(Region pointing data)
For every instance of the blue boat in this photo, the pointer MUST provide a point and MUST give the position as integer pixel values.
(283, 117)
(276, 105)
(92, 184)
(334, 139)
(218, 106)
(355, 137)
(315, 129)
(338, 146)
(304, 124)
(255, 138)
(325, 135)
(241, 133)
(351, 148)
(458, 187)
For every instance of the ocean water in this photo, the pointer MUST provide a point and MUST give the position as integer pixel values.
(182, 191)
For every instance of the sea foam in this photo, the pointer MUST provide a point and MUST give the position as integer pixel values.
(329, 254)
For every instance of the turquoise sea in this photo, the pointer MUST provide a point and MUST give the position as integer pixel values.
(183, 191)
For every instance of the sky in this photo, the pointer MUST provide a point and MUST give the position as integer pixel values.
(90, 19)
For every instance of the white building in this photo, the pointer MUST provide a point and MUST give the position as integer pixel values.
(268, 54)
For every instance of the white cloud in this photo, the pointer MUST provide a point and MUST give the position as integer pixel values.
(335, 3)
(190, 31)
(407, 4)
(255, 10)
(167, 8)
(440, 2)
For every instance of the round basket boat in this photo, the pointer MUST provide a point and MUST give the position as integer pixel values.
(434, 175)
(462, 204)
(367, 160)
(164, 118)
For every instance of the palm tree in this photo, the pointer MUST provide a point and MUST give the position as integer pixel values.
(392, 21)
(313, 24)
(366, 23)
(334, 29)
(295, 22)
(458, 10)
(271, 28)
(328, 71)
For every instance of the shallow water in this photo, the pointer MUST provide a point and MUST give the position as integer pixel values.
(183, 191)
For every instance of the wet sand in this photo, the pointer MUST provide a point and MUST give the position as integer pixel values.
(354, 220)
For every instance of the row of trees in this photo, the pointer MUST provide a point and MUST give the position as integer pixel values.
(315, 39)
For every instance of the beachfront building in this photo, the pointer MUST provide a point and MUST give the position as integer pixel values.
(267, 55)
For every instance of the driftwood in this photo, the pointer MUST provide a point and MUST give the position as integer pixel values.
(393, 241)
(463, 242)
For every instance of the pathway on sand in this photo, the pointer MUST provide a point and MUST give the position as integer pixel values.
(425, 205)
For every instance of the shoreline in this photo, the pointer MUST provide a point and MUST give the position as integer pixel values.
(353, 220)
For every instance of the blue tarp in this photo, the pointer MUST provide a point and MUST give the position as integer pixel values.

BRIEF -
Write out once more the lines above beginning at the line with "For every instance of the shoreline"; continue through the final line and stop there.

RESPONSE TO THIS TASK -
For every instance of the shoreline in this photo, the pointer MUST provide a point and MUST give the position as integer pixel values.
(353, 220)
For every instance of the blue tarp in this photo, the pointer MUST provide a point and MUST give the position as integer pixel values.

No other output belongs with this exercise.